SOURCE MATERIAL —
┌──
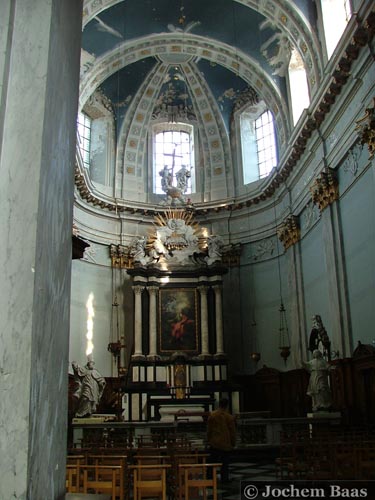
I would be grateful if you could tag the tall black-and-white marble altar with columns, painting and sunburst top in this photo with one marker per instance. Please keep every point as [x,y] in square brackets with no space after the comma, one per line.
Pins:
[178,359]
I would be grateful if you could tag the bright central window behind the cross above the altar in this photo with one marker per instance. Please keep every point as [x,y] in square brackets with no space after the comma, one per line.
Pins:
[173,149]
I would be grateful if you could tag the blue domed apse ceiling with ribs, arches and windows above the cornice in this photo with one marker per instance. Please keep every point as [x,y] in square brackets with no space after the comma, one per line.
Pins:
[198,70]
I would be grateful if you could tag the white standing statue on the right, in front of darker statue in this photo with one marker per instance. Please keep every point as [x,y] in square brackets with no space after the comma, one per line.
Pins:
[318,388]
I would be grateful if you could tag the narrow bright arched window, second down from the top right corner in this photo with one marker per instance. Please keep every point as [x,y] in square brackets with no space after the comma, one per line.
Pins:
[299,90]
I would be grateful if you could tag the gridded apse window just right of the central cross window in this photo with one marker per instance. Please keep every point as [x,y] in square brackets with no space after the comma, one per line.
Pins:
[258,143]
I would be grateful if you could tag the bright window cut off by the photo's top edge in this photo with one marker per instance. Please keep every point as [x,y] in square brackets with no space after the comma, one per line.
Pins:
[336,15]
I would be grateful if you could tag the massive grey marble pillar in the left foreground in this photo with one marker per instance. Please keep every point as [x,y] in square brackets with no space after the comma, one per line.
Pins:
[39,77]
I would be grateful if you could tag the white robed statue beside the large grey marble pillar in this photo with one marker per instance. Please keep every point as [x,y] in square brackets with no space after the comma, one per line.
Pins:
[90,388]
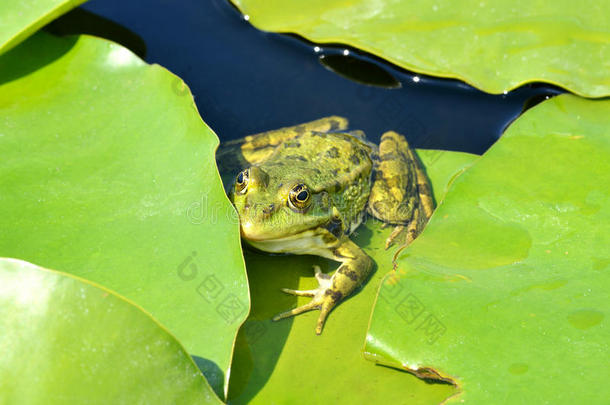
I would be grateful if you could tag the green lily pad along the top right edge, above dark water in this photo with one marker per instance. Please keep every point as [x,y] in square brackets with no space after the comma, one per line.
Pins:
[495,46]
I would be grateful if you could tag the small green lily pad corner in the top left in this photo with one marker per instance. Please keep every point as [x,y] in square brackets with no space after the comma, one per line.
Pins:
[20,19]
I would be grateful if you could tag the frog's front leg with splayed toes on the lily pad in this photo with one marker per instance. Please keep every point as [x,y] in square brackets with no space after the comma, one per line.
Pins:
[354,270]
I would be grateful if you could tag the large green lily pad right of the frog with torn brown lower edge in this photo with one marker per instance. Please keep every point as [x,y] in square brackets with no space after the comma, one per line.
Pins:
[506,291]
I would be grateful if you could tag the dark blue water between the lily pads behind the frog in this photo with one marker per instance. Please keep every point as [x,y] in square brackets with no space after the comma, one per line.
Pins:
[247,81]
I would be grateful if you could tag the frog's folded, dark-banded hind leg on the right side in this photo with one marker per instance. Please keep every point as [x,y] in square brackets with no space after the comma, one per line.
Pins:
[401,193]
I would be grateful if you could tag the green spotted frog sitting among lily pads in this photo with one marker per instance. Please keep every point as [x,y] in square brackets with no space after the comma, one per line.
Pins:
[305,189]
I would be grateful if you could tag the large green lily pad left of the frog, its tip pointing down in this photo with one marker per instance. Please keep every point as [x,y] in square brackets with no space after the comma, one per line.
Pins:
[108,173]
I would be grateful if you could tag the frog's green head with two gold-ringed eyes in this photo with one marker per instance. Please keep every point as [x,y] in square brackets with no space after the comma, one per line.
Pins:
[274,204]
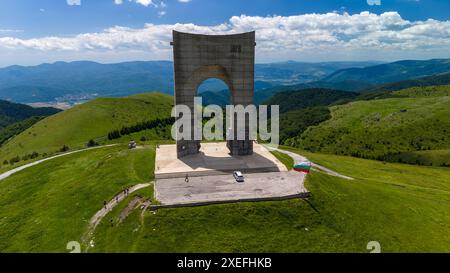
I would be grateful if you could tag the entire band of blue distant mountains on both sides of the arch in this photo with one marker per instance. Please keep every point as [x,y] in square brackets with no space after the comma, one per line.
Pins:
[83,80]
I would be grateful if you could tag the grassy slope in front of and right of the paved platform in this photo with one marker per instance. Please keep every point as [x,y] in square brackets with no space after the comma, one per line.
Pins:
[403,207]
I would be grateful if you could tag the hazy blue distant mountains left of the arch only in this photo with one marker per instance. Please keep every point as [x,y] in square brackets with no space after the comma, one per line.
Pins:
└──
HOW TO COMPLETE THIS TASK —
Give an exact reproduction of the lines from the one with "I would be grateful if you could tag the hazy" to the final line of the entries, including both.

EXPECTED ANSWER —
I would be grateful if you could tag the hazy blue distant mountains left of the arch only in this photo with one marker per instance. Please keep every point as [x,y] in square brackets with no space after the comma, one per line.
Pins:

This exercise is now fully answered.